ABOUT THIS EXERCISE:
Can you reproduce the blog entries on Kant and Rachel Whiteread below, word for word and in full?
EXTRACTED TEXT Start Marker
27. mars 2006

rachel whiteread


Rachel Whiteread - Untitled (One hundred spaces)

- a thing is a hole in a thing it is not

24. mars 2006

be prepared


sorry Kant, but you'll have to wait, i'm entering a weekend dedicated to serious Benhabib reading! by the way - what are you're view on feminism mr. K?

23. mars 2006

kant'en

There can be no rule according to which anyone is forced to recognize anything as beautiful.

The judgement of taste is based on the feelings of pleasure but also claims universal validity – yet judgement of taste cannot be proven since they do not rest on concepts or rules.

To Kant pleasure can be communicable only if it is based on a state of mind that is universally communicable. Since this judgement isn’t connected to concept, it must connected to ‘cognition in general’ as opposed to a particular cognitive state of mind - .

The judgement takes the form of a conceptual judgement, since we speak of beauty as if it were a property of things and say ‘the thing is beautiful’.

Kant read through the glasses of D.W.Crawford
I’m not sure that this has led me any further in my search for knowledge:
- What does he mean by subjective universality?
- How can anything be communicable without being based on concepts?

contemporary aesthetics

There seems to be no way around it. Working with contemporary aesthetic theory one has to consider Kant – seriously…
I therefore plan to spend some of my spare time in this guys strange company. Hoping that he might inspire me in my ongoing reflection on the concept of art.
EXTRACTED TEXT End Marker
ENTRIES SUPPLIED Start Marker
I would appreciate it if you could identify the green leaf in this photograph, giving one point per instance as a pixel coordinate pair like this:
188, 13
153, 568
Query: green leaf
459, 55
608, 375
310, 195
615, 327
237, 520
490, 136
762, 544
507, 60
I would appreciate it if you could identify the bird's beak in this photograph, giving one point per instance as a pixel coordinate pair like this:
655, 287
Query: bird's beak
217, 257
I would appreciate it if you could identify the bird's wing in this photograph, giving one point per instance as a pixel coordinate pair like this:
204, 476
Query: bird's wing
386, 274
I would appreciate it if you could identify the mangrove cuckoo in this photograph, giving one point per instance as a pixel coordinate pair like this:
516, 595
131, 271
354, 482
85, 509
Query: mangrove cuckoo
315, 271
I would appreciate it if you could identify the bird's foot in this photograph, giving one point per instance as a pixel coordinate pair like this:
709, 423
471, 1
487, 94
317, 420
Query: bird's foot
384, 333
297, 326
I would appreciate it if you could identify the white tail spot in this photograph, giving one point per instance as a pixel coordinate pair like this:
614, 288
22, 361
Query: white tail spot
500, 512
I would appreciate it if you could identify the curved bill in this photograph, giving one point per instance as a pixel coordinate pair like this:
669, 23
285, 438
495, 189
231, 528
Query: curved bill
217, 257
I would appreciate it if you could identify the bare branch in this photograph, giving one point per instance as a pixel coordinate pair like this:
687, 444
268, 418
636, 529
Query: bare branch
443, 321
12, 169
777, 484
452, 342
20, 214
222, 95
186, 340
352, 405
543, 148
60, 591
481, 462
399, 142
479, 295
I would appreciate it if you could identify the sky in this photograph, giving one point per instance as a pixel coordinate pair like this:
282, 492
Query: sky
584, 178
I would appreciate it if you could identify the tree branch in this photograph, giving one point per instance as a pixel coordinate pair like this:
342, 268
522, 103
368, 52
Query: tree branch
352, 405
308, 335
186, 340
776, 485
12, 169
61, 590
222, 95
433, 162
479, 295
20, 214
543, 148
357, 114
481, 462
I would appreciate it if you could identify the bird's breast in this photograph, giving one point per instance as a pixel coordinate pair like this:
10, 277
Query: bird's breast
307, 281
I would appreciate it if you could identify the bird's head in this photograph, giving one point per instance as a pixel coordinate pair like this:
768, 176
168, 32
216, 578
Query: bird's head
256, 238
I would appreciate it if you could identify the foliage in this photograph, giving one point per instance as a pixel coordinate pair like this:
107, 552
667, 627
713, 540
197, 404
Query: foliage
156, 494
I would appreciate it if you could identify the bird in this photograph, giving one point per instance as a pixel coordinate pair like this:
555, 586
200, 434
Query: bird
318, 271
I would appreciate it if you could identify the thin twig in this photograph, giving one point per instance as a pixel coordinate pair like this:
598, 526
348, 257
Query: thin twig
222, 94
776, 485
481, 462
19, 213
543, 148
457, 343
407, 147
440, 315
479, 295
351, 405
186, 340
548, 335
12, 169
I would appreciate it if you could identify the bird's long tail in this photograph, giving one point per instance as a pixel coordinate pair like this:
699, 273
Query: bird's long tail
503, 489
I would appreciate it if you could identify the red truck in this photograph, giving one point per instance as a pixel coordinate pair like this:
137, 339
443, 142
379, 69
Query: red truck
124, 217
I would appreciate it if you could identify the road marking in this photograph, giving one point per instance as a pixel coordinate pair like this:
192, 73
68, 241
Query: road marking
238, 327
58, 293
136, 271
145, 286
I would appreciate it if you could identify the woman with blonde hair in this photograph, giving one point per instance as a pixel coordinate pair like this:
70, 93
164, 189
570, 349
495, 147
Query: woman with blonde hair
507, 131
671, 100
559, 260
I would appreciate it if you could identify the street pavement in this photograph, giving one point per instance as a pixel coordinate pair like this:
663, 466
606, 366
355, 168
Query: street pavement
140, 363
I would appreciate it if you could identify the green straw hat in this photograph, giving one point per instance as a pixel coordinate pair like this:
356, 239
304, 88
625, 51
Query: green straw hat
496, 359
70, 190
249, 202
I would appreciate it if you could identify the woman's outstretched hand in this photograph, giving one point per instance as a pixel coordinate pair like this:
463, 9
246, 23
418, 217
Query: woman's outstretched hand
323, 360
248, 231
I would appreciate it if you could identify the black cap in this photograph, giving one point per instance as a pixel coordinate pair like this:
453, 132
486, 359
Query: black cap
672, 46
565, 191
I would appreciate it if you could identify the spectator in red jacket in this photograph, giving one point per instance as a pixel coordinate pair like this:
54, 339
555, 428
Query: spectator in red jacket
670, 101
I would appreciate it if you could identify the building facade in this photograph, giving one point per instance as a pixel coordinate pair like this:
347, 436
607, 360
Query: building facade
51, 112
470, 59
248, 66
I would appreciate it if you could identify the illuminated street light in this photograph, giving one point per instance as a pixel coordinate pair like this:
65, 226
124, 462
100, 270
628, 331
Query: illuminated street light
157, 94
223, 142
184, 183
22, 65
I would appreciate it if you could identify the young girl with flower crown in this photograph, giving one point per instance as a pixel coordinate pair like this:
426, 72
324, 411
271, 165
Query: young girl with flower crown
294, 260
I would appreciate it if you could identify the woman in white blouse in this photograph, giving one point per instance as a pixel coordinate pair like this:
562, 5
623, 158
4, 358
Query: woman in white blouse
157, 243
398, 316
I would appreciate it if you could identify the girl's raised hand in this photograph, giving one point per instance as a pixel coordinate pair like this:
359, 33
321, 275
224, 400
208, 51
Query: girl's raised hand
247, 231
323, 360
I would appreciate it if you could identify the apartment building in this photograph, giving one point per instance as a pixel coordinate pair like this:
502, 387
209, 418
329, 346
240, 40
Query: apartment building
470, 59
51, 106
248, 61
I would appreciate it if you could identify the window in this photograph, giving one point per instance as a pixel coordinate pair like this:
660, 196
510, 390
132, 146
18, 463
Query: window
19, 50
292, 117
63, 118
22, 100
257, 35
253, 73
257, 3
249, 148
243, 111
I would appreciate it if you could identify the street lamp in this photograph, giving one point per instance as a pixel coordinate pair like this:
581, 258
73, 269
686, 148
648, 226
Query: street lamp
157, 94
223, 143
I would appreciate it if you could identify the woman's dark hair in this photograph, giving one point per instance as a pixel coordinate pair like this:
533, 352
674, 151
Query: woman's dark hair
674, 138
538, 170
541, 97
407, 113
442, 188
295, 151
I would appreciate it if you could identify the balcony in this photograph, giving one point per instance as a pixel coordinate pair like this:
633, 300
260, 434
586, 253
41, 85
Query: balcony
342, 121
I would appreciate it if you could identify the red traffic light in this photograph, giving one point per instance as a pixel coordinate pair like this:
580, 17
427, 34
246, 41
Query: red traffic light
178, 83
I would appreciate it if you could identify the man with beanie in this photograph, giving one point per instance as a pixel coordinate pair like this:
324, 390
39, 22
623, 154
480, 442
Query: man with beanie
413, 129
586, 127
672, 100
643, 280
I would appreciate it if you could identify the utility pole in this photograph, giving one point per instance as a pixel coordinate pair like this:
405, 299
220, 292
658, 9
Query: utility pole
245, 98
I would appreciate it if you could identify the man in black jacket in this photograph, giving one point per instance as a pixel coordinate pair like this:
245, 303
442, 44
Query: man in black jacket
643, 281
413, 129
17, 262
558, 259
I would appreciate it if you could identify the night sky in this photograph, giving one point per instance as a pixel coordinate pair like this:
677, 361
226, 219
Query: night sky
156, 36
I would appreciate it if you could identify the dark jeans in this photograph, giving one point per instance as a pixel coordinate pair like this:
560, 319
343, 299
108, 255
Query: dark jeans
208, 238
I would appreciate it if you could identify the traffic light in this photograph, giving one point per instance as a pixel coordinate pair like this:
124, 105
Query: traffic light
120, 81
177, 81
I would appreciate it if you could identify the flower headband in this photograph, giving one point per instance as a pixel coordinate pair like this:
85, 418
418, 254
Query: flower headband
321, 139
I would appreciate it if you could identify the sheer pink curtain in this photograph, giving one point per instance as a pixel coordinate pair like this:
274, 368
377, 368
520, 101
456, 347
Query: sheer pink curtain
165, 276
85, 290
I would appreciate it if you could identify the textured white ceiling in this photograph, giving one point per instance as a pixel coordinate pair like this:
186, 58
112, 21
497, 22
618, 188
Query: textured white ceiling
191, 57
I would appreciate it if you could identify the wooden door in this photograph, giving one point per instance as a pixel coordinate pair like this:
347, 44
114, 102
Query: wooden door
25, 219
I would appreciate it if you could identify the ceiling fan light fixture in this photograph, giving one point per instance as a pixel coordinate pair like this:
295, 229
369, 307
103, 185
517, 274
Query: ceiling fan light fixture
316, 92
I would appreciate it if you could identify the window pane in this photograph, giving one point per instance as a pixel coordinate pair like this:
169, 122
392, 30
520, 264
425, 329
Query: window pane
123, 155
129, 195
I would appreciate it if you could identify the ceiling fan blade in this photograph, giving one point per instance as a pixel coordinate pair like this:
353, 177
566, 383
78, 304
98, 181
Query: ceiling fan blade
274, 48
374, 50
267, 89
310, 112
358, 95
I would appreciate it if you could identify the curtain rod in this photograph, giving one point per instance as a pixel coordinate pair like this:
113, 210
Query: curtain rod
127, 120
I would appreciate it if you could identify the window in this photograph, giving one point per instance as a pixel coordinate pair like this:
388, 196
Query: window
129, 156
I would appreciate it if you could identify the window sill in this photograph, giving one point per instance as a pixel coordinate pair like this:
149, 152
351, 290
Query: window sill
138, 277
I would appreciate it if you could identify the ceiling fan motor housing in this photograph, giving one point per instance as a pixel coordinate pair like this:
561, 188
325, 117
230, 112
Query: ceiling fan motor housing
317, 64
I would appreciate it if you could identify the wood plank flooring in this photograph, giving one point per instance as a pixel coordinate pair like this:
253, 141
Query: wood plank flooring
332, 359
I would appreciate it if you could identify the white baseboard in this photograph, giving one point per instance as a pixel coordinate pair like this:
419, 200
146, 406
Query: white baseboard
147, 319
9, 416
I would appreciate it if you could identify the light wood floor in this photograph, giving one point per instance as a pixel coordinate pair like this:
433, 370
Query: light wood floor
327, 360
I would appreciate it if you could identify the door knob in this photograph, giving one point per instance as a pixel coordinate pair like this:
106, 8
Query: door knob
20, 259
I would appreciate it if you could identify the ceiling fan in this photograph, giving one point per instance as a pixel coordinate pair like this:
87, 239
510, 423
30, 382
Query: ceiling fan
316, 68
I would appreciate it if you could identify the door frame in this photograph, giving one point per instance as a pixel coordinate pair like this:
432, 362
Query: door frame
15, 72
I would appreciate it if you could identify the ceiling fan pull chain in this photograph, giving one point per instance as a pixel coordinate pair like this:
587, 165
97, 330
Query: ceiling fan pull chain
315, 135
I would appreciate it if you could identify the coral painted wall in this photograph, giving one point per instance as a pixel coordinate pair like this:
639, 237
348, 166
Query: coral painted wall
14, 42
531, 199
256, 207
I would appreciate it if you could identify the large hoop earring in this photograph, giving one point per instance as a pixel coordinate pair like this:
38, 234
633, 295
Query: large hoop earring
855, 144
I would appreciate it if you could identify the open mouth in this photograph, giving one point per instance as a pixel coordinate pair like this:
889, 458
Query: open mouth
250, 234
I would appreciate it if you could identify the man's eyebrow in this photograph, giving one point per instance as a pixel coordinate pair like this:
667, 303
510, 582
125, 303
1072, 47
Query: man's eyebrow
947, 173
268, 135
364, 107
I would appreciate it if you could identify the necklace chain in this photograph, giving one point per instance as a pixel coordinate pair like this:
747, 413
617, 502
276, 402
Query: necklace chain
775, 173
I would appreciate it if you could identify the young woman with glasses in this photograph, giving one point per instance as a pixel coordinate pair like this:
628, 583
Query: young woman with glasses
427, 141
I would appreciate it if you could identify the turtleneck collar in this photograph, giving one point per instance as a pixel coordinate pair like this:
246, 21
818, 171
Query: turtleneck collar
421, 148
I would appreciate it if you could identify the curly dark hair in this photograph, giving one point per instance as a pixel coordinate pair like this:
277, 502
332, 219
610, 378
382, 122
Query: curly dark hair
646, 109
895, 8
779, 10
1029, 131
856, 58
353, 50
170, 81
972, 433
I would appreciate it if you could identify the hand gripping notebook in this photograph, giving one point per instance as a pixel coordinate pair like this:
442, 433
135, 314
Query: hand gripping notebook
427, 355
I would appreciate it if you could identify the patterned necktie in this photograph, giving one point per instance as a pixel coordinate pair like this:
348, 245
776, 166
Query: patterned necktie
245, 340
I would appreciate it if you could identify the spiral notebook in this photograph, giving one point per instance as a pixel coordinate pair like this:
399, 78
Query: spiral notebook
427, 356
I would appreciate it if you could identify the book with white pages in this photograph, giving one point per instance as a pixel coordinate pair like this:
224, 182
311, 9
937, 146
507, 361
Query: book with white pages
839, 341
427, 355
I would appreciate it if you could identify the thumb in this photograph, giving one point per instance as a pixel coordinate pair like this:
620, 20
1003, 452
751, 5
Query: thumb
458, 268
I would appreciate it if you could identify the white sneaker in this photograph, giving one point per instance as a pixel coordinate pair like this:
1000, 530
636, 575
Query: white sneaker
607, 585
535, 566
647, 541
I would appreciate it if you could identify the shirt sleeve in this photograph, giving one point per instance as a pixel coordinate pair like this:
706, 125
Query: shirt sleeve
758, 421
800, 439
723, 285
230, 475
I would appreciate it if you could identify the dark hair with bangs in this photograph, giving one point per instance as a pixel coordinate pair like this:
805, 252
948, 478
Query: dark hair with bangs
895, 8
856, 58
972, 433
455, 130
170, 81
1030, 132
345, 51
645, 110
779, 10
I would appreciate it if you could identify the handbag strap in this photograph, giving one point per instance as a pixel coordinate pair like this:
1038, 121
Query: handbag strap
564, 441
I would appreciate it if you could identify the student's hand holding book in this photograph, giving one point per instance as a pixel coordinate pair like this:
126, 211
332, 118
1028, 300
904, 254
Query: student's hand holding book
ENTRIES SUPPLIED End Marker
ANSWER SPACE:
27. mars 2006

rachel whiteread


Rachel Whiteread - Untitled (One hundred spaces)

- a thing is a hole in a thing it is not

24. mars 2006

be prepared


sorry Kant, but you'll have to wait, i'm entering a weekend dedicated to serious Benhabib reading! by the way - what are you're view on feminism mr. K?

23. mars 2006

kant'en

There can be no rule according to which anyone is forced to recognize anything as beautiful.

The judgement of taste is based on the feelings of pleasure but also claims universal validity – yet judgement of taste cannot be proven since they do not rest on concepts or rules.

To Kant pleasure can be communicable only if it is based on a state of mind that is universally communicable. Since this judgement isn’t connected to concept, it must connected to ‘cognition in general’ as opposed to a particular cognitive state of mind - .

The judgement takes the form of a conceptual judgement, since we speak of beauty as if it were a property of things and say ‘the thing is beautiful’.

Kant read through the glasses of D.W.Crawford
I’m not sure that this has led me any further in my search for knowledge:
- What does he mean by subjective universality?
- How can anything be communicable without being based on concepts?

contemporary aesthetics

There seems to be no way around it. Working with contemporary aesthetic theory one has to consider Kant – seriously…
I therefore plan to spend some of my spare time in this guys strange company. Hoping that he might inspire me in my ongoing reflection on the concept of art.